▶ EXERCISE TEXT:
Int’l efforts needed to resolve refugee matter: Turkish FM


The international community’s efforts are needed to solve the migration problem, Foreign Minister Mevlut Cavushoglu said on Sept. 12, Trend reports citing Hurriyet Daily News.

“If this [migration] is a global problem, we must work together as the international community to solve it,” Cavushoglu told journalists in the southern Turkish resort city of Antalya.

The international community is showing “better support” for the safe return of refugees to their countries of origin, he said. “We have now started to receive better support from the international community for the safe return of refugees to their countries. They have understood how serious this issue is,” the minister stated.

Turkey works with the U.N. high commissioner for refugees to repatriate refugees to their countries, especially Syria, Cavushoglu said, adding that the initiative has been started by Syria’s neighboring countries that are hosting the majority of Syrian refugees, including Turkey, Lebanon, Jordan, and Iraq.

He stressed the need to pursue projects that create employment and provide returnees’ access to quality education, health care and employment, as done in Syria’s northwestern Idlib region.

Europe has been against the reconstruction of Syria due to ongoing civil war, Cavushoglu said, adding, “It was right. Rebuilding a country or a place while the war continues is unrealistic. We all have a clear stance on the [Assad] regime, but meeting basic needs on the ground is not rebuilding a country.”

But the situation in Afghanistan is different from Syria, he emphasized. “Due to the current situation there, it is neither right nor possible to send people [back] immediately. We have no interlocutors. We were already sending Afghans to Afghanistan by planes in the previous administration period. We send to Pakistan as well. After all, this is a problem, a problem all over the world,” the minister said.

The COVID-19 pandemic has caused this problem to increase and forced more people to leave their countries, Cavushoglu noted.

▶ DATA EXCERPTS:
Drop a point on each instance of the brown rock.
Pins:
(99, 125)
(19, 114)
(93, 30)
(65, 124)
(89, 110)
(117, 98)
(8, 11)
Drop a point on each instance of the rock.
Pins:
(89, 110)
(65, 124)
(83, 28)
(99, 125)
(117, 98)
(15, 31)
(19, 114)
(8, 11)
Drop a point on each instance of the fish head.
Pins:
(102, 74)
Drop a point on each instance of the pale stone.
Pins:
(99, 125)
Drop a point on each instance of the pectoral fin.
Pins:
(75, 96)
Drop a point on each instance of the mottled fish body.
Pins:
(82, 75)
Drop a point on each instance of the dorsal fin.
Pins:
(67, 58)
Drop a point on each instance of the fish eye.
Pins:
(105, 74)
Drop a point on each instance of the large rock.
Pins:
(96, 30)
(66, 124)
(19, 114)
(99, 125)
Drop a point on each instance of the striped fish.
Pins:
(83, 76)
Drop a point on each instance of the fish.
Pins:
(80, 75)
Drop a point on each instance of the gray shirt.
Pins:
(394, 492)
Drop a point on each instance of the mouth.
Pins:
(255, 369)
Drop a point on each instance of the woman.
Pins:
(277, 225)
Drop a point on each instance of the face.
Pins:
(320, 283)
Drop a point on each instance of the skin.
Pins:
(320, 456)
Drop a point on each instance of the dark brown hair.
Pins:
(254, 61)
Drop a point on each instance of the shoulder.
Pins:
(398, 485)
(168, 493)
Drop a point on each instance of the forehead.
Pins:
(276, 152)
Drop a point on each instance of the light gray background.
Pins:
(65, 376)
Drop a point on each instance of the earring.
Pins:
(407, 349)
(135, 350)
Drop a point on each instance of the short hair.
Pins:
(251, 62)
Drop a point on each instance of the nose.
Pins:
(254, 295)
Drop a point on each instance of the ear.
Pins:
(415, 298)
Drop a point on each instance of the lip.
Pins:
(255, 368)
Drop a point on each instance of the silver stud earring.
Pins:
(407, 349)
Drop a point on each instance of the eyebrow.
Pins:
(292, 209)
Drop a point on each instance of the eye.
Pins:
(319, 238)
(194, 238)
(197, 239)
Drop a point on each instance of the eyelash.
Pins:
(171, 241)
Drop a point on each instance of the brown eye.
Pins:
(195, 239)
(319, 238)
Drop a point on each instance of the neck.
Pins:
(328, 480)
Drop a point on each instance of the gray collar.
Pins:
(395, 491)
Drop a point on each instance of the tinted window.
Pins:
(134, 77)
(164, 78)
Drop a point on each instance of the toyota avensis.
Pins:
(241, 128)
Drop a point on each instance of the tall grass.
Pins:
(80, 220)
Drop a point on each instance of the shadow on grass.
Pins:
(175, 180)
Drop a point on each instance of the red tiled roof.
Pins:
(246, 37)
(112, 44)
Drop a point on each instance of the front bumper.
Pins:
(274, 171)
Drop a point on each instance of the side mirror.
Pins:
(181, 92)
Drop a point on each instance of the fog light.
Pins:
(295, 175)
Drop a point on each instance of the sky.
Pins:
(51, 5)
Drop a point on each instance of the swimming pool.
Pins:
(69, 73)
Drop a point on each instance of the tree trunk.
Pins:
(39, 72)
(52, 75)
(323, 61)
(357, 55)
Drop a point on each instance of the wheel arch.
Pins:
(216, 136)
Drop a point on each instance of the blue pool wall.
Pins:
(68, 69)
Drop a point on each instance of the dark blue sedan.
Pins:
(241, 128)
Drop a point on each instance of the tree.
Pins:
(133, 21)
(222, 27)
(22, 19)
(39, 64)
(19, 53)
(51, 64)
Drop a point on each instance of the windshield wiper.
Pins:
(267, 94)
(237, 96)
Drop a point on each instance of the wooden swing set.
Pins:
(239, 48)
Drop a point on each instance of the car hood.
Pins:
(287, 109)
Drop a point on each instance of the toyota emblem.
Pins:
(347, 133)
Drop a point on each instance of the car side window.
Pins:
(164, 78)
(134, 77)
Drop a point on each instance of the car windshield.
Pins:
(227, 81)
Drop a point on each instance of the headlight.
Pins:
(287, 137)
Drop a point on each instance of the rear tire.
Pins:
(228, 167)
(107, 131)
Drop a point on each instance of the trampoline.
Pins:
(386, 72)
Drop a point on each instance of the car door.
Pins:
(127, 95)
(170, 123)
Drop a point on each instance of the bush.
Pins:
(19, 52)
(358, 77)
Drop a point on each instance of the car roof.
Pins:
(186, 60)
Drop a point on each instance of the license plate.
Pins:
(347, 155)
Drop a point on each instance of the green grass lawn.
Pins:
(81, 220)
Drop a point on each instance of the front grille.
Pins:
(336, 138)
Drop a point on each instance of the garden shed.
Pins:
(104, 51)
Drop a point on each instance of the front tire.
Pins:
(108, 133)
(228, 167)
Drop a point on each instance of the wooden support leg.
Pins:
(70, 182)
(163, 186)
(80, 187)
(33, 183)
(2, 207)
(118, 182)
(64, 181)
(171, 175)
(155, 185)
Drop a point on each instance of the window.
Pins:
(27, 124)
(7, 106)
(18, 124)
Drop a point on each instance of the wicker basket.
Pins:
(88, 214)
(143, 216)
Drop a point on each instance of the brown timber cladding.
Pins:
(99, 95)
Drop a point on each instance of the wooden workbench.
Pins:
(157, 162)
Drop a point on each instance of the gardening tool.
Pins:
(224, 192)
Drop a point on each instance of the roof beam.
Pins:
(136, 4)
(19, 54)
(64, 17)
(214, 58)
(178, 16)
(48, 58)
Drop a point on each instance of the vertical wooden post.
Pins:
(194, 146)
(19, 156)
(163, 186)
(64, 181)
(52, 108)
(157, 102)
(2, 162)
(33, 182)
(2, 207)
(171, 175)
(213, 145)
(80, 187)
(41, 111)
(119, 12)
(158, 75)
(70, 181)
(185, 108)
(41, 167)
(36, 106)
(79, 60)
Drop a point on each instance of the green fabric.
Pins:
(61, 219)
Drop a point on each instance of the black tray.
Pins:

▶ TRY IT: Duplicate the part of the article on the Turkish foreign minister's refugee remarks from "The international community’s" up to and including "city of Antalya.". The records have nothing to do with the text.

▶ TASK RESPONSE:
The international community’s efforts are needed to solve the migration problem, Foreign Minister Mevlut Cavushoglu said on Sept. 12, Trend reports citing Hurriyet Daily News.

“If this [migration] is a global problem, we must work together as the international community to solve it,” Cavushoglu told journalists in the southern Turkish resort city of Antalya.